Only one stretch of the records below is wanted: the lines from the one holding "Report one point per instance of the woman's ear" through the one holding "Report one point per instance of the long". Return it exactly, both ends included.

_____

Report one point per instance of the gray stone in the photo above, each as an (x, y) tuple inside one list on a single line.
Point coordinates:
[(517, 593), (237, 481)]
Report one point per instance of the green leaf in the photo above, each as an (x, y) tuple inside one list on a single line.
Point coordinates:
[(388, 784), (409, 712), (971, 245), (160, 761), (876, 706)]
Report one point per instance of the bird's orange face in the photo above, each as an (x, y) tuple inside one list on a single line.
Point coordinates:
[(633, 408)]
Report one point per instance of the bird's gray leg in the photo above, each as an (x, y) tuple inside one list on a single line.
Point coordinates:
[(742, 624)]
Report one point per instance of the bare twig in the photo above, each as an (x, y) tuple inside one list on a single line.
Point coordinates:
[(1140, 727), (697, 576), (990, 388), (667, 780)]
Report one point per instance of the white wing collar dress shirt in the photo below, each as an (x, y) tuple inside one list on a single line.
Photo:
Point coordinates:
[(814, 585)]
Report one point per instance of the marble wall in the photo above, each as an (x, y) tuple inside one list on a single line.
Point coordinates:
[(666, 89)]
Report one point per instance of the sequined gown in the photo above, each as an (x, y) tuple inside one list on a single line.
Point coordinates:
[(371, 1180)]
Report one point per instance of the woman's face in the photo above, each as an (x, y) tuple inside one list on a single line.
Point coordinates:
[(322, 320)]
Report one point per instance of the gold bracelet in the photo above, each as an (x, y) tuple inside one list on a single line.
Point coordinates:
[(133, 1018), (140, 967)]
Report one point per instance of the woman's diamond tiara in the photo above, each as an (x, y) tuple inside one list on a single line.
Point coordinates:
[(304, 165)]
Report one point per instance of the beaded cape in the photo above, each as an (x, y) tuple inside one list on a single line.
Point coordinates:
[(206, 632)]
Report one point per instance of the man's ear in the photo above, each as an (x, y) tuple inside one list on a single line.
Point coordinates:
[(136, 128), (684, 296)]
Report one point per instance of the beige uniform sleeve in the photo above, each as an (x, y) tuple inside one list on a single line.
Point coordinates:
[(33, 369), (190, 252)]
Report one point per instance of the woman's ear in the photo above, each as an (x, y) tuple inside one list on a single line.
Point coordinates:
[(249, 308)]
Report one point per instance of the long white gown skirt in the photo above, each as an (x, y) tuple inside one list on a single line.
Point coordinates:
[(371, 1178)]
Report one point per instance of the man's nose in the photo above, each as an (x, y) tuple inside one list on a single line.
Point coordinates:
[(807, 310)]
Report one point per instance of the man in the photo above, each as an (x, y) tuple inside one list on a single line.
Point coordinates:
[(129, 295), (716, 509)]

_____

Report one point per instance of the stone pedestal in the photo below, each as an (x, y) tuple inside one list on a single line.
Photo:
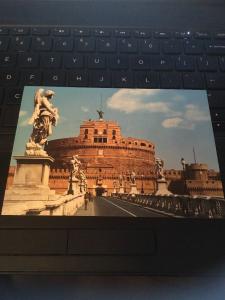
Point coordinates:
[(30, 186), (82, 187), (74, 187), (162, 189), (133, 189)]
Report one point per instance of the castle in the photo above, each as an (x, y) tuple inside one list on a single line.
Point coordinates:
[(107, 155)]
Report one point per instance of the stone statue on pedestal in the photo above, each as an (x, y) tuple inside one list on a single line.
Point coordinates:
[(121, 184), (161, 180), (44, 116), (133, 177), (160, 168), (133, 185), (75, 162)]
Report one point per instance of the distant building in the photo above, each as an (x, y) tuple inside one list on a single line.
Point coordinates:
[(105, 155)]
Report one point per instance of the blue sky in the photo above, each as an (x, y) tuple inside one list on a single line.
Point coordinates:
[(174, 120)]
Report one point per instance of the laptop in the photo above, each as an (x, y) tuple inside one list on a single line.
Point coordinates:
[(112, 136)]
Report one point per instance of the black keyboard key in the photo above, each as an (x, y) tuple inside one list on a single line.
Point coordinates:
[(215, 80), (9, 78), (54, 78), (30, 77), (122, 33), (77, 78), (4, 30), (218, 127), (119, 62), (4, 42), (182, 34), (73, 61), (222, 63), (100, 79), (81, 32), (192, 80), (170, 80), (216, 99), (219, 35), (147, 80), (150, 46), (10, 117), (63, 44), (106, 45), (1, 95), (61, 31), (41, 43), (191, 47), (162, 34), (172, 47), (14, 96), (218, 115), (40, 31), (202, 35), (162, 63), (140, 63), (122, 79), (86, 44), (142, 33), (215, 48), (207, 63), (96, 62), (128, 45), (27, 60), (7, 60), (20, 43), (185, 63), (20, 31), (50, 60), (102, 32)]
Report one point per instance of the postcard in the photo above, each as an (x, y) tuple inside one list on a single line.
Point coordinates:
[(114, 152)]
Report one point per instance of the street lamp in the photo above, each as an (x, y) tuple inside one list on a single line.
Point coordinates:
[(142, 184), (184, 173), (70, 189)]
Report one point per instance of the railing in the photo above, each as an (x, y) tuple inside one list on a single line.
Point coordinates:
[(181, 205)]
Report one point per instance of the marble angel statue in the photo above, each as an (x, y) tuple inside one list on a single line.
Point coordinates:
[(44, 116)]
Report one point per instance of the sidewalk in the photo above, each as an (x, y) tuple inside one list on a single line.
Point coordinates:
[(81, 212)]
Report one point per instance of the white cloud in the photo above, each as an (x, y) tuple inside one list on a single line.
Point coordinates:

_____

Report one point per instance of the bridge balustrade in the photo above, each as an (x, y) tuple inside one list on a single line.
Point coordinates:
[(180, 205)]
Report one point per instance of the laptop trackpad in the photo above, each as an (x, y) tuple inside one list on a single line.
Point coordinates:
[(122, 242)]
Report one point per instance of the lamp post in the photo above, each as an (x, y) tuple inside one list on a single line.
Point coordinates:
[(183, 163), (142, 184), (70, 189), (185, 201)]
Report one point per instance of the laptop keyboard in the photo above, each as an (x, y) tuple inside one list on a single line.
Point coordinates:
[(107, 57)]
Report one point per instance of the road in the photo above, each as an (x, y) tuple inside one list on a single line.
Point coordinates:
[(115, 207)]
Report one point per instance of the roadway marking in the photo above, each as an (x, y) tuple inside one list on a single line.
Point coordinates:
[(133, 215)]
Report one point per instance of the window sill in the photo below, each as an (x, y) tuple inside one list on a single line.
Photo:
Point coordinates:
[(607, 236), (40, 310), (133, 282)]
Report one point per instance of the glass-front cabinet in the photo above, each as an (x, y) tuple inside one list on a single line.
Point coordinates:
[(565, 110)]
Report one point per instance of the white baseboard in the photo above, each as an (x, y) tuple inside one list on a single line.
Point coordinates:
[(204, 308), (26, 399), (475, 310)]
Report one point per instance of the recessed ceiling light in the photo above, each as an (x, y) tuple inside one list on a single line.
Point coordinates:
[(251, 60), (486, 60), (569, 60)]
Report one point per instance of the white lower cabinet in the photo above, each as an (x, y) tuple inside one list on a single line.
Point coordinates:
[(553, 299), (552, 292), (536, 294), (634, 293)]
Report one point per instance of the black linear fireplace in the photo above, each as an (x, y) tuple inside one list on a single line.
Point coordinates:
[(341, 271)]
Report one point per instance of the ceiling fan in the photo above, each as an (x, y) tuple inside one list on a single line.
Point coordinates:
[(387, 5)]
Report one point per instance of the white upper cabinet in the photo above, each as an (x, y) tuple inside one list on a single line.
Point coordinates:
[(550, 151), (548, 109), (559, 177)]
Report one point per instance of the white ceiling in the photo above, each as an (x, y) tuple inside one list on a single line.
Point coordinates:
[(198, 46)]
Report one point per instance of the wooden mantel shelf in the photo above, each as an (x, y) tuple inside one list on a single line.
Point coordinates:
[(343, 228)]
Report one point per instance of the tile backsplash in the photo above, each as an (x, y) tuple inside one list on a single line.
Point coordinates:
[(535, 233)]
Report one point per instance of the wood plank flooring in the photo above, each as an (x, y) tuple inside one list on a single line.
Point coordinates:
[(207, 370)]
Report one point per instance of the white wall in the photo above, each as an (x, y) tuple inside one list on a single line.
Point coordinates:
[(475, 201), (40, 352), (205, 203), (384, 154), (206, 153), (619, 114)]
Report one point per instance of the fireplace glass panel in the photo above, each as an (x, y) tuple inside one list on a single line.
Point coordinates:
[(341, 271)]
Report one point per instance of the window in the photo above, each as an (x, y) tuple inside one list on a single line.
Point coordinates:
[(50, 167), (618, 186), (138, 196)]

_____

_Task solution_:
Report one point per instance of the woman's ear in the photo above, each as an (x, y) tuple inside one list on a single line.
Point coordinates:
[(249, 308)]
Report one point per instance of the long white gown skirt in the photo above, each as an (x, y) tuple inside one list on a single line.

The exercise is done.